- _Your instructions_
Copy every one of the rows below character for character, leaving out the pictures.
....................
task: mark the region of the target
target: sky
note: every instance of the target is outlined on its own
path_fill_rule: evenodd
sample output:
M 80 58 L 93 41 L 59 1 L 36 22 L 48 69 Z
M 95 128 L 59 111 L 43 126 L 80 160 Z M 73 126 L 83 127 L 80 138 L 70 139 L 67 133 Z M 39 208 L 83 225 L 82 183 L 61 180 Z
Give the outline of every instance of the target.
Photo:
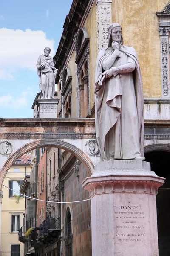
M 38 57 L 55 55 L 72 1 L 0 0 L 0 118 L 33 117 Z

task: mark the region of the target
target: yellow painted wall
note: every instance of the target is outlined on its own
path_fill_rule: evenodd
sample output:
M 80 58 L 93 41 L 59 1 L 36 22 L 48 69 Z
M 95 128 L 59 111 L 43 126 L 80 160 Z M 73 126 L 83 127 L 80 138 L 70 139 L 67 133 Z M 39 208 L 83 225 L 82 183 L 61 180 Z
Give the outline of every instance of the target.
M 83 26 L 86 29 L 90 38 L 90 109 L 92 108 L 94 103 L 95 79 L 97 56 L 96 22 L 96 1 L 94 1 Z
M 14 172 L 14 167 L 19 168 L 20 172 Z M 25 171 L 25 166 L 12 166 L 6 175 L 3 184 L 8 187 L 9 180 L 23 180 L 26 175 Z M 30 173 L 30 169 L 29 166 L 27 166 L 26 175 Z M 24 244 L 18 240 L 18 233 L 11 232 L 11 222 L 12 214 L 20 214 L 20 227 L 22 226 L 23 213 L 25 212 L 24 198 L 21 198 L 19 203 L 16 204 L 15 198 L 9 198 L 8 189 L 3 186 L 3 191 L 0 251 L 11 251 L 11 244 L 20 244 L 20 251 L 23 251 Z
M 136 49 L 141 68 L 144 97 L 161 97 L 162 92 L 159 18 L 156 12 L 169 1 L 115 0 L 112 21 L 121 24 L 125 45 Z
M 75 62 L 76 59 L 76 51 L 74 51 L 70 59 L 68 67 L 70 68 L 71 71 L 71 74 L 72 76 L 72 109 L 71 109 L 71 117 L 76 117 L 76 87 L 77 83 L 77 75 L 76 64 Z

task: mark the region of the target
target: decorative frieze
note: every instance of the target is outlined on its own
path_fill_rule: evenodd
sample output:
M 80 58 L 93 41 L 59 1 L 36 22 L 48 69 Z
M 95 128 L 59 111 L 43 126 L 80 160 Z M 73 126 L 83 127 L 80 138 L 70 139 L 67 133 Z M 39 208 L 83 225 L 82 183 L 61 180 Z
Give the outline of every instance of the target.
M 96 0 L 97 50 L 107 47 L 108 28 L 112 22 L 112 0 Z

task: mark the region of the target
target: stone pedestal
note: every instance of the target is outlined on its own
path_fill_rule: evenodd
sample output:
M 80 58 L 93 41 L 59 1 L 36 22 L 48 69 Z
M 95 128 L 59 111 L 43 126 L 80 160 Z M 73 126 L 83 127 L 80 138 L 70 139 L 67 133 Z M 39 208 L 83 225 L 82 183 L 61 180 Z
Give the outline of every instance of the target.
M 158 256 L 156 195 L 164 179 L 142 161 L 99 163 L 91 198 L 92 256 Z
M 36 104 L 39 108 L 40 118 L 57 118 L 57 105 L 59 101 L 59 99 L 37 99 Z

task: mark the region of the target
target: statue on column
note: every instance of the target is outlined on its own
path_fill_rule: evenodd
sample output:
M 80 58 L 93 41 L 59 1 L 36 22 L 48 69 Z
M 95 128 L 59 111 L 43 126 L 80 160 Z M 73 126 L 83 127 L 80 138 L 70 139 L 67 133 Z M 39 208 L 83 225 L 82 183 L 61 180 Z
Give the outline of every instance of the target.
....................
- _Answer for this exercise_
task: mark the region of the target
target: sky
note: every instance of the target is outlined on its own
path_fill_rule: evenodd
sample output:
M 80 58 L 93 41 L 59 1 L 36 22 L 48 69 Z
M 95 128 L 59 111 L 43 126 L 80 160 Z M 73 126 L 83 127 L 80 138 L 70 139 L 67 133 Z M 39 208 L 83 225 L 82 183 L 61 180 Z
Give the outline of every instance of the target.
Photo:
M 38 57 L 55 55 L 72 1 L 0 0 L 0 118 L 33 117 Z

task: mark the region of the target
target: yellow painted wall
note: every instance of the target is outlined on its own
path_fill_rule: evenodd
sample output:
M 80 58 L 93 41 L 59 1 L 36 22 L 48 69 Z
M 95 128 L 59 111 L 43 126 L 80 160 Z M 73 126 L 83 127 L 80 138 L 70 139 L 67 133 Z M 39 208 L 83 225 L 82 183 L 61 180 Z
Give the outline of every instance of the target.
M 83 26 L 86 29 L 90 38 L 90 109 L 92 108 L 94 103 L 95 79 L 97 56 L 96 22 L 96 1 L 94 1 Z
M 14 172 L 14 167 L 19 168 L 20 172 Z M 25 171 L 25 166 L 12 166 L 6 175 L 3 184 L 8 187 L 9 180 L 23 180 L 26 175 Z M 30 173 L 30 169 L 29 166 L 27 166 L 26 175 Z M 24 244 L 18 240 L 18 233 L 11 232 L 11 222 L 12 214 L 20 214 L 20 227 L 22 226 L 23 213 L 25 212 L 24 198 L 21 198 L 19 203 L 16 204 L 15 198 L 9 198 L 8 189 L 3 186 L 3 191 L 0 251 L 11 251 L 11 244 L 20 244 L 20 251 L 23 251 Z
M 136 49 L 141 68 L 144 97 L 161 97 L 162 92 L 159 18 L 156 12 L 169 1 L 115 0 L 112 21 L 121 24 L 125 45 Z
M 75 62 L 76 59 L 76 51 L 74 51 L 70 59 L 68 67 L 70 68 L 71 71 L 71 74 L 72 76 L 72 109 L 71 109 L 71 117 L 76 117 L 76 87 L 77 83 L 77 75 L 76 64 Z

task: mark the region of the target
target: decorative frieze
note: every instance of the target is outlined on its own
path_fill_rule: evenodd
sample output:
M 80 58 L 93 41 L 59 1 L 36 22 L 48 69 Z
M 95 128 L 59 111 L 43 126 L 80 160 Z M 73 126 L 83 127 L 80 138 L 70 139 L 67 133 Z M 39 208 L 83 225 L 82 183 L 61 180 Z
Give the outline of every instance of the target.
M 96 0 L 97 50 L 107 47 L 108 28 L 112 22 L 112 0 Z

task: mark the region of the target
target: stone pedestal
note: every instance of the target is outlined on its own
path_fill_rule: evenodd
sample output:
M 80 58 L 93 41 L 59 1 L 36 22 L 48 69 Z
M 95 128 L 59 111 L 43 126 L 80 160 Z M 73 126 L 83 127 L 80 138 L 70 139 L 67 133 Z M 39 208 L 83 225 L 82 183 L 61 180 Z
Give the outline of every instance of the target.
M 158 256 L 156 195 L 164 179 L 142 161 L 99 163 L 91 198 L 92 256 Z
M 36 104 L 39 108 L 40 118 L 57 118 L 57 105 L 59 101 L 59 99 L 37 99 Z

task: mark the region of the target
target: statue on column
note: every instance of the target is outlined on its own
path_fill_rule: evenodd
sample output:
M 80 58 L 93 41 L 59 1 L 36 22 L 48 69 Z
M 95 128 L 59 111 L 43 126 L 80 160 Z M 73 126 L 83 127 L 80 138 L 70 139 L 67 133 Z M 39 208 L 83 225 L 82 183 L 61 180 Z
Give the outline of every instance of the target.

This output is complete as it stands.